◆ Exercise ◆
Continue the mailing-list reply on Coda reintegration conflicts and the local fake volume, starting after its final sentence.

Coda File System

Re: Unresolvable Conflicts

From: Jan Harkes <jaharkes_at_cs.cmu.edu>
Date: Fri, 30 Jul 2004 12:02:53 -0400
On Wed, Jul 28, 2004 at 04:58:13PM -0500, Troy Benjegerdes wrote:
> > Hrrm, I seem to have hit a somewhat serious bug..
> > 
> > After a couple combinations of 'cfs er', 'cfs fl', 'cfs flushvolume',
> > etc, and a venus restart, I'm getting
> > 
> > 16:39:16 Local inconsistent object at
> > /coda/hozed.org/user/hozer/.gnupg/gpg.confed.org:2,S, please check!
> > 
> > messages from venus.
> > 
> > There was never a 'gpg.confed.org:2,S' file.. this looks like part of a
> > maildir filemane got appended onto the filename of the bogus conflicting
> > object.
> > 
> > Do we have any testcases for resolution and conflicts that can excercise
> > all the code paths? Are there any coda testcases I can run at all?
> > 
> 
> I just tried a "cfs purgeml", and killed venus...

The problem with reintegration conflicts.....

What happens is that when reintegration fails, the locally cached
objects are all copied into a 'local fake volume'. This is done so that
the object 'foo/local' doesn't collide with the object 'foo/global'.
However the cleanup action was never really worked out correctly, or
possibly got lost over time.

When repair succeeds all the objects in the local fake volume are simply
discarded and we refetch the correct data from the servers. When repair
fails they simply stay around in the fake volume in the hope that a next
repair session will fix things up and we can discard them.

However when venus is restarted, the salvager tries to move the objects
back into their original place so that we can re-try the reintegration.
If the reintegration succeeds we're done, and if it fails we
automatically end up in the previous repair state. However sometimes the
linking doesn't really work out right and we end up messing up the CML,
the volume or the objects that had a conflict.

◆ Data extract ◆
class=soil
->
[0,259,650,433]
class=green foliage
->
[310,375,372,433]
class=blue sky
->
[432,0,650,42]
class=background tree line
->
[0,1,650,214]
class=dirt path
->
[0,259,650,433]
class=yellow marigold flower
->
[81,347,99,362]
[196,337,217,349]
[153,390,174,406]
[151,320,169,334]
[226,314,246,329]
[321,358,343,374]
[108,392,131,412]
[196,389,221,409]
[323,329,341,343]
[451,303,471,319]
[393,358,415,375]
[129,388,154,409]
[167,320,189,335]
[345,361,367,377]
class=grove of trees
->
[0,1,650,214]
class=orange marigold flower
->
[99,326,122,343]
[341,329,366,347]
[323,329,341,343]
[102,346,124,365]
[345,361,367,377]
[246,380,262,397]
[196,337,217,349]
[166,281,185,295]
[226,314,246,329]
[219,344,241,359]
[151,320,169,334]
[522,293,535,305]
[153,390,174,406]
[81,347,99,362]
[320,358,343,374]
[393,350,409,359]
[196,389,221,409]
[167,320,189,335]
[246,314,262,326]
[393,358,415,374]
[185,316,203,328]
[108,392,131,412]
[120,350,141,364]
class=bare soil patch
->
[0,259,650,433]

* * *

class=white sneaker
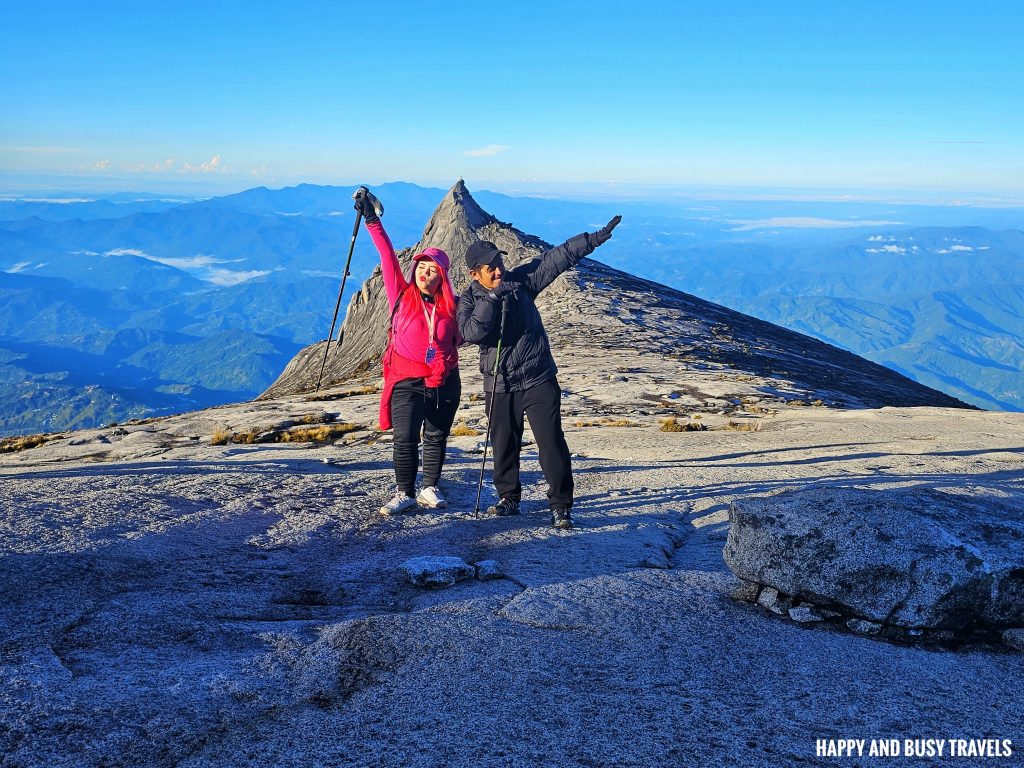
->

==

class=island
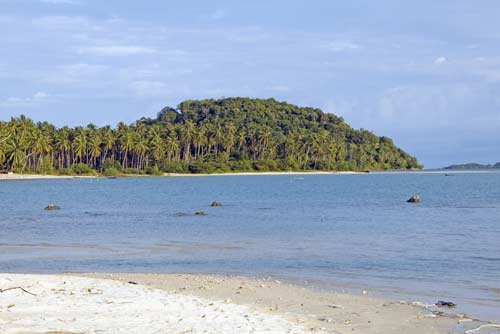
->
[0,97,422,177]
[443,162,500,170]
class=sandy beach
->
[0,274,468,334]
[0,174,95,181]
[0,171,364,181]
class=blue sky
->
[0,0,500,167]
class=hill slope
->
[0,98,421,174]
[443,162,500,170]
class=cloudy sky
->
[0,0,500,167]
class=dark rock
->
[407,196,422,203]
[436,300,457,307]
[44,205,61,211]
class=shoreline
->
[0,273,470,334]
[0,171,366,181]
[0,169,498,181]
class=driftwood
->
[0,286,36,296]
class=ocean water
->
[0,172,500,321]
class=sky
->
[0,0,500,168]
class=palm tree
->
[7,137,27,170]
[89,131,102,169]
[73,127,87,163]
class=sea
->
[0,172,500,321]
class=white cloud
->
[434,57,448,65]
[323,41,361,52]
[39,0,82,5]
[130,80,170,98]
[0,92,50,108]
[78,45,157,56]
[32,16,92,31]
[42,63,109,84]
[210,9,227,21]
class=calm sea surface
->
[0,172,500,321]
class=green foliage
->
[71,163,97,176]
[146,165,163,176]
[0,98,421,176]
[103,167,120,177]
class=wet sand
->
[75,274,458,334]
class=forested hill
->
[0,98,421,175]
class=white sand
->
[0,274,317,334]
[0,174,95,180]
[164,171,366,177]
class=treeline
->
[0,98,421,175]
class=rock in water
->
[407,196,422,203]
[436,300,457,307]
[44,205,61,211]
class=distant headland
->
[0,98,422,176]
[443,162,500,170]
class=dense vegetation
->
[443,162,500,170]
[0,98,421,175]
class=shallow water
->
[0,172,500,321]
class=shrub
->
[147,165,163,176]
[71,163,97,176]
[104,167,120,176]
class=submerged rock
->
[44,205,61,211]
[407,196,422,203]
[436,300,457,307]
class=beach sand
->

◆ Right answer ◆
Whenever I try to fix something in the local repair expansion related
code, something else seems to break. Probably because I don't really
understand everything it is trying to do.

I did start on a redesign/rewrite that avoids moving the objects into a
local fake volume. Ideally we want to see something that is similar to
server-server repair expansion but with an added view on the locally
cached copy. We cannot use the existing server-server expansion code
because the expanded object/directory has the same file identifier as
the local copy which gives the same name collission problem as we have
with local vs. global. So I create a single conflict object that is
patched in the tree where the real conflict appeared that way I managed
to make the expansion work, but the collapsing (taking the special
conflict marker out) isn't really working yet.

Hopefully at some point we'll be able to remove most of the current
local-repair special cases and have a single well tested code path that
is used by all types of (conflict) expansion.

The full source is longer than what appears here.